Work item — The word "negative" marks the lines to find; copy every such line from the data below.

Source records

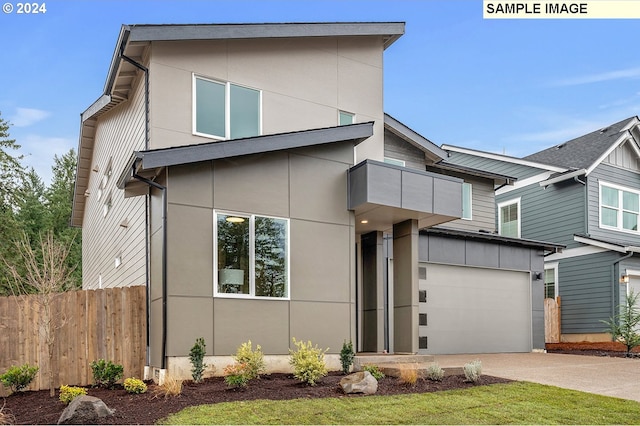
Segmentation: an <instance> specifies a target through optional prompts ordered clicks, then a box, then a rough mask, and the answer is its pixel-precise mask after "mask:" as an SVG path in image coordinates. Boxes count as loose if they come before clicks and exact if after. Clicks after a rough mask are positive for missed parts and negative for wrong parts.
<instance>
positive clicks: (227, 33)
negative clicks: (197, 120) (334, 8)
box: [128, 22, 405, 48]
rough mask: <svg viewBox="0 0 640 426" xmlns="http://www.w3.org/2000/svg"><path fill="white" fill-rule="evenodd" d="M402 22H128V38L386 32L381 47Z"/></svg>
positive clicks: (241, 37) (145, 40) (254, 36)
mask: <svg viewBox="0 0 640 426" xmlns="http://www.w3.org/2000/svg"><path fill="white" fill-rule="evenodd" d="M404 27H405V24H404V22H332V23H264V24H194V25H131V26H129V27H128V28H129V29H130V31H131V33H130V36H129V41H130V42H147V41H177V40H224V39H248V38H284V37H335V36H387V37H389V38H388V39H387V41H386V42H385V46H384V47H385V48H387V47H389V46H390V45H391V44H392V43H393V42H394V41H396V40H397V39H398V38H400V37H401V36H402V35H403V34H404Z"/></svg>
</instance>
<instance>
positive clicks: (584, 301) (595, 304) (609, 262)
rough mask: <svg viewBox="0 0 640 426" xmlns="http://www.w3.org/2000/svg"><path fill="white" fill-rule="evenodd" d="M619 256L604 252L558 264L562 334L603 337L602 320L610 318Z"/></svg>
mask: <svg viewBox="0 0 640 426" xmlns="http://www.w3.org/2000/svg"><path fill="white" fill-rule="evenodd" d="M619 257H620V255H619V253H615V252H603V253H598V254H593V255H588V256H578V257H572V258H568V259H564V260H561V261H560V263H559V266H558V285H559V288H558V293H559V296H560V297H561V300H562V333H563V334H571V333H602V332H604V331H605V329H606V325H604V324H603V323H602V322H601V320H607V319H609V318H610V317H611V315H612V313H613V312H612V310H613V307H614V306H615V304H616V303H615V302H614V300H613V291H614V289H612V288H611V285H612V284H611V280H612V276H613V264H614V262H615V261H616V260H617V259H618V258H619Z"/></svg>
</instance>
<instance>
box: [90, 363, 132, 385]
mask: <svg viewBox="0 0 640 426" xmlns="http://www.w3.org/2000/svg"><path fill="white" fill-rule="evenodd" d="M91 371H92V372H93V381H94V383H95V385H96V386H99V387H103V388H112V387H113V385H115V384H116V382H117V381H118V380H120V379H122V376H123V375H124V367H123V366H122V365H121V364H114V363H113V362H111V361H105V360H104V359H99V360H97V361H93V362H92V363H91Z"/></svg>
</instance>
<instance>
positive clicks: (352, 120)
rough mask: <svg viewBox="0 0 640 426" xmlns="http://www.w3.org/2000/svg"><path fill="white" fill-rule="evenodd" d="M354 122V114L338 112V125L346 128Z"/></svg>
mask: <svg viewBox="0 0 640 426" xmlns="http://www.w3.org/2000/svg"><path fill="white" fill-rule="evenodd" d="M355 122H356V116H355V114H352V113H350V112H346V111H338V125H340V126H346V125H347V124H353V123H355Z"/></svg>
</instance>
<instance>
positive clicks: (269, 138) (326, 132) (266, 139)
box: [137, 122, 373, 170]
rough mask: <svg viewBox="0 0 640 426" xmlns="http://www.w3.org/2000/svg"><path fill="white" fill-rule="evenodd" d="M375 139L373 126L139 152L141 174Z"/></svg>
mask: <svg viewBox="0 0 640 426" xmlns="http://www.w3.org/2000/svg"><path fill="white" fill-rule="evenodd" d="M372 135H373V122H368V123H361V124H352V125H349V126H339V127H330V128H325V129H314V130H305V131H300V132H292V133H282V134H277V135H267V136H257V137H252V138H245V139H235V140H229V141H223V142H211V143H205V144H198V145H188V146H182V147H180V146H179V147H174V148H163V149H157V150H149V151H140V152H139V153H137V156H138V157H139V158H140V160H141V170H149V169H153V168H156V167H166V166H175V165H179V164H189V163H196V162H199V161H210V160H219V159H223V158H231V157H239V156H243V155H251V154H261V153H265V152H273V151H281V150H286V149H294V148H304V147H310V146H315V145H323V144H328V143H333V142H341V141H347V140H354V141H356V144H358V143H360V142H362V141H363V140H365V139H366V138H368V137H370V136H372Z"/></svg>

Response —
Segmentation: an <instance> specifies a target through optional prompts ordered clicks, then a box, then a rough mask, and the answer is its pixel-precise mask after "mask:" as an SVG path in image coordinates. Boxes count as loose if they come before clicks and exact if after. Clicks after a rough mask are positive for missed parts and negative for wrong parts.
negative clicks: (197, 120) (334, 8)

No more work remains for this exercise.